▶ Travail demandé:
(a) Dans l’extrait sur la loi Sapin 2, réécrivez sous forme de liste le paragraphe qui commence par « Le lanceur d’alerte reconnu comme tel ». Gardez-en les faits essentiels.
(b) Recopiez le passage de l’extrait sur la loi Sapin 2 allant de « Peut-on ou non » jusqu’à « mises en cause. » inclus, en substituant « ses magistrats » à « ses juges ».

Bruno Néouze, avocat-associé du cabinet Racine.

La loi Sapin 2, dont certaines dispositions restent actuellement soumises à l’examen du Conseil constitutionnel, confère statut et protection aux lanceurs d’alerte, mais aux entreprises également. Explications.

Peut-on ou non admettre, au motif d’un intérêt général supposé et dont une personne se fait seule juge, la violation des règles du secret qui s’attachent à toute activité commerciale, industrielle, professionnelle ou administrative, au risque de déstabiliser l’entreprise et de lui porter un préjudice indu ? Des affaires judiciaires récentes ont montré l’embarras de la société et de ses juges devant cette question. La loi Sapin 2 tente d’y répondre en accordant aux lanceurs d’alerte une large protection, mais à condition qu’ils respectent strictement un cadre et une procédure qui ménagent les intérêts de la ou des personnes mises en cause.

Le lanceur d’alerte reconnu comme tel et protégé par la loi ne peut être qu’une personne physique désintéressée, ce qui exclut les journalistes (qui répondent à un régime juridique particulier), mais aussi tous ceux qui trouveraient un intérêt personnel quelconque à la dénonciation. Il doit être de bonne foi et avoir eu personnellement connaissance des faits dénoncés : crime, délit, menace ou préjudice graves pour l’intérêt général*.

▶ Extrait de données:
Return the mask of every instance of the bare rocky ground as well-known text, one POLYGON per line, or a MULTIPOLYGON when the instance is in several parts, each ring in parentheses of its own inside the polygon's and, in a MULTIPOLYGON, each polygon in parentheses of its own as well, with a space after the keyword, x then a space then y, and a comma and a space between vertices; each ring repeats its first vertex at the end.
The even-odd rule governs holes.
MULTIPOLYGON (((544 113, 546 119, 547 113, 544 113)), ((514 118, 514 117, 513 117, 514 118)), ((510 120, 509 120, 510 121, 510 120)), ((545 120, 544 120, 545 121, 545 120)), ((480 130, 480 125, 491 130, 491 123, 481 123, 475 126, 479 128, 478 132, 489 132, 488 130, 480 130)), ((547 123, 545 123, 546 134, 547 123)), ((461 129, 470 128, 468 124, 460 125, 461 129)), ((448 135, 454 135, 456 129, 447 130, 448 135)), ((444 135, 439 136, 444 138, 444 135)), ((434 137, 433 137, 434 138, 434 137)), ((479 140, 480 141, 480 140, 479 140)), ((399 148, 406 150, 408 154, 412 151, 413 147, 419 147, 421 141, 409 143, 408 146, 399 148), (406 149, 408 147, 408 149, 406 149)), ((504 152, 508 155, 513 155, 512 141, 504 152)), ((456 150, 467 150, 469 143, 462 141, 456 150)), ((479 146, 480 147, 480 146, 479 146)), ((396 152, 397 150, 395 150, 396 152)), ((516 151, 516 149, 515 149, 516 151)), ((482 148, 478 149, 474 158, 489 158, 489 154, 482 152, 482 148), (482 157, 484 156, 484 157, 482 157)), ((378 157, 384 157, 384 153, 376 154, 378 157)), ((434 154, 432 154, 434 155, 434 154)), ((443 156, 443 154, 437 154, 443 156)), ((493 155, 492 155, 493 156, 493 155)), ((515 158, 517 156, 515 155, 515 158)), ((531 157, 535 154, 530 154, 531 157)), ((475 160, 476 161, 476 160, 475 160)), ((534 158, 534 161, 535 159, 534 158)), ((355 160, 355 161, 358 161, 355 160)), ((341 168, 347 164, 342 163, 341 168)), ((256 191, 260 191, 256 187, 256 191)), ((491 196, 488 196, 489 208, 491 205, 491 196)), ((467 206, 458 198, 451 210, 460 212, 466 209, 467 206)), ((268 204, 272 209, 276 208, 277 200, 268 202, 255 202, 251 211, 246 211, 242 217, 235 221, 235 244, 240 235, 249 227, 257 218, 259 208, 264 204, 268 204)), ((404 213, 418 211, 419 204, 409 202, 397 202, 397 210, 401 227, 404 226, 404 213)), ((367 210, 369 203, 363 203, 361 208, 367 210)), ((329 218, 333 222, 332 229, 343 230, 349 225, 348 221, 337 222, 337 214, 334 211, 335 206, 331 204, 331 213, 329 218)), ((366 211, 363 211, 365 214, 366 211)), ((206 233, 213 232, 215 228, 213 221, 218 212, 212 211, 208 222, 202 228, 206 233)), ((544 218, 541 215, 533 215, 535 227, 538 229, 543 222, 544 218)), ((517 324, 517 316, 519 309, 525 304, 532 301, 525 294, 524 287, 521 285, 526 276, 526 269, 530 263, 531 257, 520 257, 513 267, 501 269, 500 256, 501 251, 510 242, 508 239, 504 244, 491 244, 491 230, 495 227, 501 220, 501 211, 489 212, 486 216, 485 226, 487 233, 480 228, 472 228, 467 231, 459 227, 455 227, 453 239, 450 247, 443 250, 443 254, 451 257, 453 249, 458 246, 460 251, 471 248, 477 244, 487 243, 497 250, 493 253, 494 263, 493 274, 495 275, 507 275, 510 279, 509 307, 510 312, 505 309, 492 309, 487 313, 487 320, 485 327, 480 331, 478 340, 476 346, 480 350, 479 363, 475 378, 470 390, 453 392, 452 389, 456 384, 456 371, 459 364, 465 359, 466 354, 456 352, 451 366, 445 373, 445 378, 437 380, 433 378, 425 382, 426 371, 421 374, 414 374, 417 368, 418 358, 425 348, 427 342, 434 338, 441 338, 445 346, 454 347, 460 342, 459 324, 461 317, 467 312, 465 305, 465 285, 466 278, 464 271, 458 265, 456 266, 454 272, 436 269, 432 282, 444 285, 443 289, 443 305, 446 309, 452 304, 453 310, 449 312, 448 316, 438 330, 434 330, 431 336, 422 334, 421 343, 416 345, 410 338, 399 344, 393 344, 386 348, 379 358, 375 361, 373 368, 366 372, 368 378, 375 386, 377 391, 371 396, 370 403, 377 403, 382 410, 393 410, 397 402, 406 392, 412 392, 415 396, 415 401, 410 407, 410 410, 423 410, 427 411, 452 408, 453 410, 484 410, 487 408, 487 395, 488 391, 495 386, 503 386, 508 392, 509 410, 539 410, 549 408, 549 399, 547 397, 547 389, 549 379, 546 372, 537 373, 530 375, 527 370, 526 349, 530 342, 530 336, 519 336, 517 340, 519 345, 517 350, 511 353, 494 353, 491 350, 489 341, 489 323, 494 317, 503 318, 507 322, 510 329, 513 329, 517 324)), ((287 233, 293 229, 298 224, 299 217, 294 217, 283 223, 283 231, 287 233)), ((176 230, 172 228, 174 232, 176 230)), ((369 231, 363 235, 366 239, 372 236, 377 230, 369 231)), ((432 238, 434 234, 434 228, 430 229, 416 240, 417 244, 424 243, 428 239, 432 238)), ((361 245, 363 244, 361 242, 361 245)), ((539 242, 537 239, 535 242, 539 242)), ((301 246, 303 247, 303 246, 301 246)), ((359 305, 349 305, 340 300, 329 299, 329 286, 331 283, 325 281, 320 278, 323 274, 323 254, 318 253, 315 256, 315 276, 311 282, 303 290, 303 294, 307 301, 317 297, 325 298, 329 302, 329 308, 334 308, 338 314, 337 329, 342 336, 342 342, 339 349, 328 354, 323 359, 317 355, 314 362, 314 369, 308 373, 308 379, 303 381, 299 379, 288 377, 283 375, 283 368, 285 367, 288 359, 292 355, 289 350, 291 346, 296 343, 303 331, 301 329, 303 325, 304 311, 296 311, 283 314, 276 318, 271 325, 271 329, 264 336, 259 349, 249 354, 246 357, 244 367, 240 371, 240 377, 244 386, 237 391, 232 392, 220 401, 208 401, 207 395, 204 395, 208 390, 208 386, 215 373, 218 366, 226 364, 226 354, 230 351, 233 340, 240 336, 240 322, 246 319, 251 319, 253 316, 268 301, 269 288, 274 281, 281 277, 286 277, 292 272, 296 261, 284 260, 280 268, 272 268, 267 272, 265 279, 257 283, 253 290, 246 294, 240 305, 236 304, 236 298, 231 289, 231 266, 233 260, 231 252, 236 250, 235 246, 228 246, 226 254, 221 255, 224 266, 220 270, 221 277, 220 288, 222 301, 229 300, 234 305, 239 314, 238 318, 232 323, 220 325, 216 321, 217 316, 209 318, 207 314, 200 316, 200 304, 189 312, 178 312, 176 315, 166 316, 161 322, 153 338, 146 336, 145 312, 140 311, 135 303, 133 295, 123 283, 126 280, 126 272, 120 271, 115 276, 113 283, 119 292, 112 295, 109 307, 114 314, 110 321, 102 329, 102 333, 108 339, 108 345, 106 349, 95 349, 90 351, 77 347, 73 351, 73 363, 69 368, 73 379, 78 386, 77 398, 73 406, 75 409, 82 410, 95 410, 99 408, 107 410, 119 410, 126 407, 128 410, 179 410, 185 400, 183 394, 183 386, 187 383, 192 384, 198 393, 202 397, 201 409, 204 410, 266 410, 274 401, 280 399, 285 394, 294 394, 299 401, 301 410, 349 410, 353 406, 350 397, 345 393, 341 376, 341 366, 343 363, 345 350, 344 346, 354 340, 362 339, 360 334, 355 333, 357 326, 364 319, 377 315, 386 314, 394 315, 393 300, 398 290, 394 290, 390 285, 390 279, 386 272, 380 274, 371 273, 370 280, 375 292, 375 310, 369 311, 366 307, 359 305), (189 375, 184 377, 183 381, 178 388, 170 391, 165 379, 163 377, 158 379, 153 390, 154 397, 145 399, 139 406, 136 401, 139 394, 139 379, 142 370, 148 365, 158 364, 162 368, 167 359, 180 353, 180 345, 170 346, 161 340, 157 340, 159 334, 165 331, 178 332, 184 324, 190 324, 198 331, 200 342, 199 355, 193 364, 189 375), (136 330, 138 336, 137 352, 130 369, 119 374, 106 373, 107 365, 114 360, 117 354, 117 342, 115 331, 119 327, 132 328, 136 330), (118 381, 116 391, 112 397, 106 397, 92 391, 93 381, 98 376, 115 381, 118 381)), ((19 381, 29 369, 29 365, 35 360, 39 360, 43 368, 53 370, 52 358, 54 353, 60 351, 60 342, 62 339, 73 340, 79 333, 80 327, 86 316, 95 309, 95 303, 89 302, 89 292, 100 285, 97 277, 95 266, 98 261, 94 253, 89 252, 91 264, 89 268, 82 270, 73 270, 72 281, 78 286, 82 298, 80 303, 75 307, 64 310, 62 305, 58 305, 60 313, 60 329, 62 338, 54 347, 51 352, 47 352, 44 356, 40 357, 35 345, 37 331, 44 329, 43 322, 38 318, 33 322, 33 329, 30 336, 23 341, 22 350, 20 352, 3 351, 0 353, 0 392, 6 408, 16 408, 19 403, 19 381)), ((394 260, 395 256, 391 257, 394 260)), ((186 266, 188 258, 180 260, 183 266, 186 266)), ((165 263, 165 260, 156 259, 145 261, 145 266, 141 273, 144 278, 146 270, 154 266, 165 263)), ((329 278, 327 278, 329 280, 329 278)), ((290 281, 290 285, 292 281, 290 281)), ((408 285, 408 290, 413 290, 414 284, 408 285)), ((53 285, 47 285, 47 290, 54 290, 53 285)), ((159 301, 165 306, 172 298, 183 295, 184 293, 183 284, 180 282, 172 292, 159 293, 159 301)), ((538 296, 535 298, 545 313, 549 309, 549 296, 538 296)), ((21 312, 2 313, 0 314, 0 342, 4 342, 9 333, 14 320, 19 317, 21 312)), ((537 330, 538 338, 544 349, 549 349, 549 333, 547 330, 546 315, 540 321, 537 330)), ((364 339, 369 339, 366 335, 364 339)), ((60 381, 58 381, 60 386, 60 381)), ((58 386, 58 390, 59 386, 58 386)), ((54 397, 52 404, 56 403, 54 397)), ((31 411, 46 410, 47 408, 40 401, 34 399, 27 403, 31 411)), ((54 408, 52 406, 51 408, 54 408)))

▶ Les solutions:
(a)
- Seule une personne physique désintéressée peut être reconnue et protégée par la loi comme lanceur d’alerte.
- Sont donc exclus les journalistes, soumis à un régime juridique particulier, ainsi que toute personne ayant un intérêt personnel à la dénonciation.
- Le lanceur d’alerte doit être de bonne foi.
- Il doit avoir eu personnellement connaissance des faits dénoncés : crime, délit, menace ou préjudice graves pour l’intérêt général.

(b)
Peut-on ou non admettre, au motif d’un intérêt général supposé et dont une personne se fait seule juge, la violation des règles du secret qui s’attachent à toute activité commerciale, industrielle, professionnelle ou administrative, au risque de déstabiliser l’entreprise et de lui porter un préjudice indu ? Des affaires judiciaires récentes ont montré l’embarras de la société et de ses magistrats devant cette question. La loi Sapin 2 tente d’y répondre en accordant aux lanceurs d’alerte une large protection, mais à condition qu’ils respectent strictement un cadre et une procédure qui ménagent les intérêts de la ou des personnes mises en cause.